Natural-language object grounding data

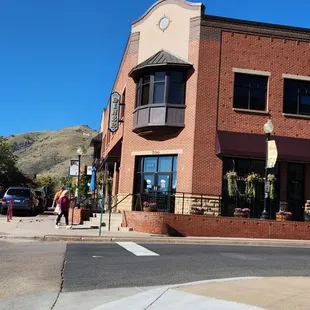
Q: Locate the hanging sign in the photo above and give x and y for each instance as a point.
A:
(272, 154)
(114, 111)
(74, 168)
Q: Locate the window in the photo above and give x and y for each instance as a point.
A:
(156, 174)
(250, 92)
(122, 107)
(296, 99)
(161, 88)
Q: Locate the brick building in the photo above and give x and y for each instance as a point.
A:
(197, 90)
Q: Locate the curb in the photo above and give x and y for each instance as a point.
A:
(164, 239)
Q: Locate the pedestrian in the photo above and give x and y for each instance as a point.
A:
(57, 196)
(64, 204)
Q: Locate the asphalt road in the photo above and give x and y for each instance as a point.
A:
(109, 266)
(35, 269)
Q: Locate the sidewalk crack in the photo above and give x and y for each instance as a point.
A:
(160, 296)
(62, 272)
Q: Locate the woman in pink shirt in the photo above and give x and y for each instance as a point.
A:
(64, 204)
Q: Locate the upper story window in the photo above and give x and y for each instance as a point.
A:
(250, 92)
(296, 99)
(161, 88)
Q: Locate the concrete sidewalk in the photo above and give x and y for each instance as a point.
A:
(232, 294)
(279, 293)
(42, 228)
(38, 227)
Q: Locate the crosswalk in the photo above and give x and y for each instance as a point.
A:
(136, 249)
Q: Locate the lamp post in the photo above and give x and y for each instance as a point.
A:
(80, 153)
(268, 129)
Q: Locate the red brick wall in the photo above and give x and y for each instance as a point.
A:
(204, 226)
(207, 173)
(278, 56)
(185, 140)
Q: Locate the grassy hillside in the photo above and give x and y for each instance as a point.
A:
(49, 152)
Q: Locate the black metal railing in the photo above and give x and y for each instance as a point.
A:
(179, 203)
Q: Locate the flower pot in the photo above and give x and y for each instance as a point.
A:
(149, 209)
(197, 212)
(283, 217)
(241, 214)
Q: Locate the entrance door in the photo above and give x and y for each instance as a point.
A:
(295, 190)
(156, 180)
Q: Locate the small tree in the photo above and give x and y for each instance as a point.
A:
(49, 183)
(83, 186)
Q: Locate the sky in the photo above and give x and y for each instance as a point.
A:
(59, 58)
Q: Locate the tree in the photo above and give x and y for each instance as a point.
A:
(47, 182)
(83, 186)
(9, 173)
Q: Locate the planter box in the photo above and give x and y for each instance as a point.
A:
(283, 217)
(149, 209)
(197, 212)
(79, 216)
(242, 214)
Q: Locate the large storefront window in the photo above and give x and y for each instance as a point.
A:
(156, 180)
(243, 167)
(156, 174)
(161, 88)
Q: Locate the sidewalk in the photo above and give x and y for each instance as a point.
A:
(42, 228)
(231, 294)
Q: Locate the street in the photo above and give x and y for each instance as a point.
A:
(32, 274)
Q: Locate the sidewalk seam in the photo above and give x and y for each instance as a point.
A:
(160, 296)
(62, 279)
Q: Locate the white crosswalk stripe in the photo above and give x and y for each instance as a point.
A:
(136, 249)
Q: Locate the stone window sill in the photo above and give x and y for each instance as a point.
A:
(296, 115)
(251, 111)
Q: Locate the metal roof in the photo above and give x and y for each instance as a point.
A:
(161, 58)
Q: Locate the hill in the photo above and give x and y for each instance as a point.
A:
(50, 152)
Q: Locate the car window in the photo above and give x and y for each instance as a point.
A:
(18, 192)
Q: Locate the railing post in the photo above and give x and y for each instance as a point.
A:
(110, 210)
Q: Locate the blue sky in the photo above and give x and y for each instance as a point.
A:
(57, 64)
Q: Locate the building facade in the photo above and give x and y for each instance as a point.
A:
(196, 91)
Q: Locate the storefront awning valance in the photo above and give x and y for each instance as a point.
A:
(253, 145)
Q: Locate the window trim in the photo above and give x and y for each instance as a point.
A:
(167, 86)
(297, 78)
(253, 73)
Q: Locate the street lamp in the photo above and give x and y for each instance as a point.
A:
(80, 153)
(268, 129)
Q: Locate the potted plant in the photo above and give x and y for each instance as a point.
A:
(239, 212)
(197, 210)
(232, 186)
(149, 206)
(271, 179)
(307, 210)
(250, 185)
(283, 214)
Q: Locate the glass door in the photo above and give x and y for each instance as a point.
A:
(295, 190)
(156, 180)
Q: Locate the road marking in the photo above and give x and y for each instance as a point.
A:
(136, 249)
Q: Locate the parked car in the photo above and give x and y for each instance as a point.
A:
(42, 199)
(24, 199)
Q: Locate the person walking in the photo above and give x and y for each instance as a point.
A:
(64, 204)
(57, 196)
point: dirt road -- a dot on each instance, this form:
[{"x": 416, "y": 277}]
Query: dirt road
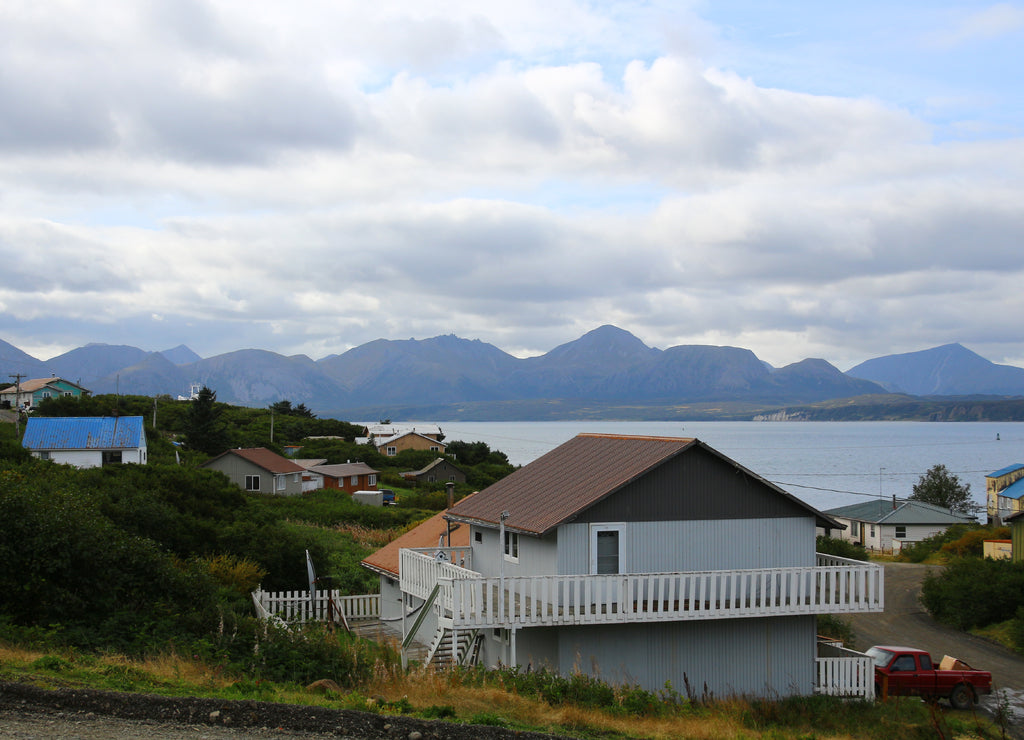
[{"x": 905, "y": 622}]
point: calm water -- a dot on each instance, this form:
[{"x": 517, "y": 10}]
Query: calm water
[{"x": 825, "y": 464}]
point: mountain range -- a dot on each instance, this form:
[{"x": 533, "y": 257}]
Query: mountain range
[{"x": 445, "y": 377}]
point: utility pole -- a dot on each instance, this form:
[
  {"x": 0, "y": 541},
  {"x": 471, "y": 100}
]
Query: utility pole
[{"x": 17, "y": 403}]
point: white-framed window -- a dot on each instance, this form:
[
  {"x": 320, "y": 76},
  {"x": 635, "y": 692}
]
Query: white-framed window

Task directions:
Lines in the records that hold "this" should be tallied, with the total given on its own.

Task result:
5